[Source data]
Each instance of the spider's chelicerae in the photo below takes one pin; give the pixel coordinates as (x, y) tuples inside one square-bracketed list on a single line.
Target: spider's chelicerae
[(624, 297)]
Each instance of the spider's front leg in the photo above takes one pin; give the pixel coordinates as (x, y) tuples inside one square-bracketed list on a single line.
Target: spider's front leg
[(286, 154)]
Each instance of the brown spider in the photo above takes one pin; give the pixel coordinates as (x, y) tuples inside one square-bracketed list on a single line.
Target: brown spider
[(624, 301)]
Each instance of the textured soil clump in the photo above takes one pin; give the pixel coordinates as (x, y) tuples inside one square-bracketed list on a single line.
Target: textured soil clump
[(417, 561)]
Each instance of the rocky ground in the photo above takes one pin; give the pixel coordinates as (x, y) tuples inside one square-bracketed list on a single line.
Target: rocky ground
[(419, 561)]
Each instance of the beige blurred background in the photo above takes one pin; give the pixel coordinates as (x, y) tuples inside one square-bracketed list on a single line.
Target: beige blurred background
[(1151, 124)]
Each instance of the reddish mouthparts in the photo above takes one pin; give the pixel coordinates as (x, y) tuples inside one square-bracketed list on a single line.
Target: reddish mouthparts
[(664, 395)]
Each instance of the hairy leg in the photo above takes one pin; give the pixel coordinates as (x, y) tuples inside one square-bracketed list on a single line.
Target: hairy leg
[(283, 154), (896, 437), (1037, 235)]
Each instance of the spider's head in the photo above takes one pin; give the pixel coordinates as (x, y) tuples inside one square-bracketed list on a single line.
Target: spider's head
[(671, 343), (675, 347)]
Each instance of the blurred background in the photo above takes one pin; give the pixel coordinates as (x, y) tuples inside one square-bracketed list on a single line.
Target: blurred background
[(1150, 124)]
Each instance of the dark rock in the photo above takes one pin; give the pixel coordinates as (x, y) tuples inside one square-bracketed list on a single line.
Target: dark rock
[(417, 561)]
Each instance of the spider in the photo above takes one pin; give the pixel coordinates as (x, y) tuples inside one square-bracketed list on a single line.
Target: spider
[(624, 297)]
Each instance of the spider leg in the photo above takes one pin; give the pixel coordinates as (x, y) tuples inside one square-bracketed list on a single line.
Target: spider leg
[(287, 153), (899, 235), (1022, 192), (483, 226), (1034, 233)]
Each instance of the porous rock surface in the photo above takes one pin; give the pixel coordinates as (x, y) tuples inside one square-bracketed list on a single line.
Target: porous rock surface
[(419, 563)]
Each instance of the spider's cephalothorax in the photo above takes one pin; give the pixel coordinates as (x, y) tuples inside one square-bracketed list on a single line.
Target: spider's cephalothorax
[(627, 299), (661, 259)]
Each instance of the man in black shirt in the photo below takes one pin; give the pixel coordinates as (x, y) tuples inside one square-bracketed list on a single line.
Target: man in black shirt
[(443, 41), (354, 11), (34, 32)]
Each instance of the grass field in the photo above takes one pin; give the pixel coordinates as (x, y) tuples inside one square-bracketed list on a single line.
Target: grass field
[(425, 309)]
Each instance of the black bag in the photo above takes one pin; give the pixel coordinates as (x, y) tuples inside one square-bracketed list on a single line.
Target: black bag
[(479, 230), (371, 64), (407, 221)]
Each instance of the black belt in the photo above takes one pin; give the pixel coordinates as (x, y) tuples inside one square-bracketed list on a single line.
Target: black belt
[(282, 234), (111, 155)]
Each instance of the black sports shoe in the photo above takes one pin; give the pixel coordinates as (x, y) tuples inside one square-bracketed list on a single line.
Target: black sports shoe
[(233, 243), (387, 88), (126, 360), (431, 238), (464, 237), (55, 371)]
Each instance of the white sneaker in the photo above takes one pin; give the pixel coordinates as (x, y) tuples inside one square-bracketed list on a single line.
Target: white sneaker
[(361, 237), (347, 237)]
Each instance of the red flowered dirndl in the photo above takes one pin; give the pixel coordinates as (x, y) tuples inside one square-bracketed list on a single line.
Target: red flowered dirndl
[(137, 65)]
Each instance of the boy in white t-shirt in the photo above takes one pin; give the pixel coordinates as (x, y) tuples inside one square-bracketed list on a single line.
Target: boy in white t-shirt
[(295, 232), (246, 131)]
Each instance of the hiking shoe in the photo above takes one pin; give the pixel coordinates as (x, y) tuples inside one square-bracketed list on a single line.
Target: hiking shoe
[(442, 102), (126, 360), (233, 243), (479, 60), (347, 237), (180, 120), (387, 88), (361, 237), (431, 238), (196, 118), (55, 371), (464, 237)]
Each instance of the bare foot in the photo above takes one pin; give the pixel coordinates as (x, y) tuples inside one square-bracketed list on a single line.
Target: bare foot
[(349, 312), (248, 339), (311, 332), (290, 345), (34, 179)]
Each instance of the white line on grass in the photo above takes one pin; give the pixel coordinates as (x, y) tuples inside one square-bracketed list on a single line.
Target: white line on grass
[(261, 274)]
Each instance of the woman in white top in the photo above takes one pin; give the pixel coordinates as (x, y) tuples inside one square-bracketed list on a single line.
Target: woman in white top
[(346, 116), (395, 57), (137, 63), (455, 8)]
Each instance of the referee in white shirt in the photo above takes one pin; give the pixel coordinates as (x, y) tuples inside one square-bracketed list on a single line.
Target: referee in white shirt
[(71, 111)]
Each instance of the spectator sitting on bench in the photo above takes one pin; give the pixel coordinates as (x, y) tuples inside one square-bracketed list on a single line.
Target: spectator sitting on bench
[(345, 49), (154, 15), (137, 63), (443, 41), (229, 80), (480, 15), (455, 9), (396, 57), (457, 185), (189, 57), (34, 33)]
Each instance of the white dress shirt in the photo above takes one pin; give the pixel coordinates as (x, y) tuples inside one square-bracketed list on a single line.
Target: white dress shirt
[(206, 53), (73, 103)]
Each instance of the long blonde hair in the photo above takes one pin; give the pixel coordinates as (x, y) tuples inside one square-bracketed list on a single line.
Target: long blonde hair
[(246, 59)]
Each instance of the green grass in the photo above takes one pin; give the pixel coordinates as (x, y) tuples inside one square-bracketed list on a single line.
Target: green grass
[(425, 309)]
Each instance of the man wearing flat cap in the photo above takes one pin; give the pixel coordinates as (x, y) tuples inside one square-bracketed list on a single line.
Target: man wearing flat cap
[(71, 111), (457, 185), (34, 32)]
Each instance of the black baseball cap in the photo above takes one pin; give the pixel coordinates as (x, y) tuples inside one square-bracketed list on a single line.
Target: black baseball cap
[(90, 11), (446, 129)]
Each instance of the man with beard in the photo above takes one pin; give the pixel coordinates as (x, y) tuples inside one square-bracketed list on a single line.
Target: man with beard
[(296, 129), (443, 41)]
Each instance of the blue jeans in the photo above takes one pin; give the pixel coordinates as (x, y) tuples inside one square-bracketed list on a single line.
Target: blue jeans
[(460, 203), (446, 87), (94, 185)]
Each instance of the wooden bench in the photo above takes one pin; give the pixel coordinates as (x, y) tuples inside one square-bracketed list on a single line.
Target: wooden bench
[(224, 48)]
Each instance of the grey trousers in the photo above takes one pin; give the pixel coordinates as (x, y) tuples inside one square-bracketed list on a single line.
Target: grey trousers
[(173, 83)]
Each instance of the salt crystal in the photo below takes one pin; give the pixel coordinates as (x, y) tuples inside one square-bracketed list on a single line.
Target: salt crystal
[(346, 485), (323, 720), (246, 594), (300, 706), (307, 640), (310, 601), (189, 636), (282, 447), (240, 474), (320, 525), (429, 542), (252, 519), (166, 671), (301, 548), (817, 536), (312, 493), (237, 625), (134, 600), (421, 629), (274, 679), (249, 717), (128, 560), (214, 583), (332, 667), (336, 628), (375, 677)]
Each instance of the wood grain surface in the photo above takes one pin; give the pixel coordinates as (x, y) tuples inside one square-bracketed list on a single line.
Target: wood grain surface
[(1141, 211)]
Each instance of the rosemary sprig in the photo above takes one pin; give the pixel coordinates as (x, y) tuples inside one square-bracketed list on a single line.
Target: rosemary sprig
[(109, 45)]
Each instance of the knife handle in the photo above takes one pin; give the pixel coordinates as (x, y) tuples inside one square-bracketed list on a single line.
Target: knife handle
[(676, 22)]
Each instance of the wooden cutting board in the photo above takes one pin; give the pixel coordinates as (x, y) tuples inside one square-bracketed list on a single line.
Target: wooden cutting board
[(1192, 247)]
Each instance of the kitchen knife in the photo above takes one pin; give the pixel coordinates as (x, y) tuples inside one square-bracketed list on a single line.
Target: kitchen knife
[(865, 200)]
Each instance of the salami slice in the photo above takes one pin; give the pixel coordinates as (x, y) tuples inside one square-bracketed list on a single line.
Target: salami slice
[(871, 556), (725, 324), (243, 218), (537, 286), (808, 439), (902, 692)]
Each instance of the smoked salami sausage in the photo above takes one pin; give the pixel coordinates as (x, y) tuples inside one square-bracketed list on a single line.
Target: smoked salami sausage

TO DO: Could you repeat exactly the lines above from the line with "Target: spider's cephalothorax" up to and including the line with "Each instance of the black bag", and only those?

THE ANSWER:
Target: spider's cephalothorax
[(627, 299), (661, 259)]
Each instance of the man in black shirt in the photo below takes one pin; give the pixel coordinates as (x, y) tuples inside one square-bracketed list on a single line.
Target: man in black shirt
[(443, 41), (354, 11), (34, 32)]
Each instance of the grass field in the photo above takes one pin; give the pixel coordinates as (x, y) tuples inside one square-bracketed list on a single line.
Target: grass field
[(425, 309)]
Each instance of the black bag in the photo above takes one pin; give the pixel coordinates as (x, y) tuples inside one square-bracketed list on a single line.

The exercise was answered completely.